== What you are asked to do ==
Give back all the entries below. Omit none of them.

== Stored records ==
■ ■ ■ ■

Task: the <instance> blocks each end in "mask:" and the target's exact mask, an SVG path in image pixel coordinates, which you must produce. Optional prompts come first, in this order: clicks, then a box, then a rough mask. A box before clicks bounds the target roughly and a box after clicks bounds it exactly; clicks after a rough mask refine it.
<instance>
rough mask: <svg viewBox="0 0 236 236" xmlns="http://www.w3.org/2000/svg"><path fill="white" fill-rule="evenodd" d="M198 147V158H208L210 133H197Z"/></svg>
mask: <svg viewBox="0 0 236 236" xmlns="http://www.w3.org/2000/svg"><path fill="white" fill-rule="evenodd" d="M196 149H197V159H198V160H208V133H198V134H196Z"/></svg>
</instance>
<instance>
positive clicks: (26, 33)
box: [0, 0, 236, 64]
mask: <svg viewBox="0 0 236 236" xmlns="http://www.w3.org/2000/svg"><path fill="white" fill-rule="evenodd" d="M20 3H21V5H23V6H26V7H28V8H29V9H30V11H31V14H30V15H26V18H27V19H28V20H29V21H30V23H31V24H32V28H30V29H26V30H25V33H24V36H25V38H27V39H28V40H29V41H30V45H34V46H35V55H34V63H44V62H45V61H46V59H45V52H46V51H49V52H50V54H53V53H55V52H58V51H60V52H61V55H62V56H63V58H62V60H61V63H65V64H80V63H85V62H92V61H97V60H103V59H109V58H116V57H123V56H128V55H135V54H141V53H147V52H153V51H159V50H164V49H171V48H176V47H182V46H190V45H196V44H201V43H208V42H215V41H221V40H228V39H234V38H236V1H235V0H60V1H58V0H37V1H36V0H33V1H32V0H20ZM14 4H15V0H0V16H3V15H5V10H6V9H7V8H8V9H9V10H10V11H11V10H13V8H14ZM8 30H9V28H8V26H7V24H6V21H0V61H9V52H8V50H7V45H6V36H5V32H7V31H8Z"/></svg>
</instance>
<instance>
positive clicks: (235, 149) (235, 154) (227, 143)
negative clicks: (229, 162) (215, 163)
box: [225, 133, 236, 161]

■ ■ ■ ■

== Answer area ==
Task: the <instance> blocks each end in "mask:" and the target's exact mask, an SVG path in image pixel coordinates, which you must produce. Optional prompts come first, in this order: clicks, then a box, then a rough mask. A box before clicks bounds the target roughly and a box after clicks bounds it exactly; clicks after a rough mask refine it.
<instance>
rough mask: <svg viewBox="0 0 236 236" xmlns="http://www.w3.org/2000/svg"><path fill="white" fill-rule="evenodd" d="M198 147V158H208L210 133H197Z"/></svg>
mask: <svg viewBox="0 0 236 236" xmlns="http://www.w3.org/2000/svg"><path fill="white" fill-rule="evenodd" d="M196 149H197V159H198V160H208V133H198V134H196Z"/></svg>
</instance>
<instance>
positive clicks: (26, 33)
box: [0, 0, 236, 64]
mask: <svg viewBox="0 0 236 236" xmlns="http://www.w3.org/2000/svg"><path fill="white" fill-rule="evenodd" d="M20 3H21V5H23V6H26V7H28V8H29V9H30V11H31V14H30V15H26V18H27V19H28V20H29V21H30V23H31V24H32V28H30V29H26V30H25V33H24V36H25V38H27V39H28V40H29V41H30V45H34V46H35V55H34V63H44V62H45V61H46V59H45V52H46V51H49V52H50V54H53V53H55V52H58V51H60V52H61V55H62V56H63V58H62V60H61V63H65V64H80V63H85V62H92V61H97V60H103V59H109V58H116V57H123V56H128V55H135V54H141V53H147V52H153V51H159V50H164V49H171V48H176V47H182V46H190V45H196V44H201V43H208V42H215V41H221V40H228V39H234V38H236V1H235V0H60V1H58V0H37V1H36V0H33V1H32V0H20ZM14 4H15V0H0V16H3V15H5V10H6V9H7V8H8V9H9V10H10V11H11V10H13V8H14ZM8 30H9V28H8V26H7V24H6V21H0V61H9V52H8V50H7V45H6V36H5V32H7V31H8Z"/></svg>
</instance>
<instance>
positive clicks: (235, 149) (235, 154) (227, 143)
negative clicks: (229, 162) (215, 163)
box: [225, 133, 236, 161]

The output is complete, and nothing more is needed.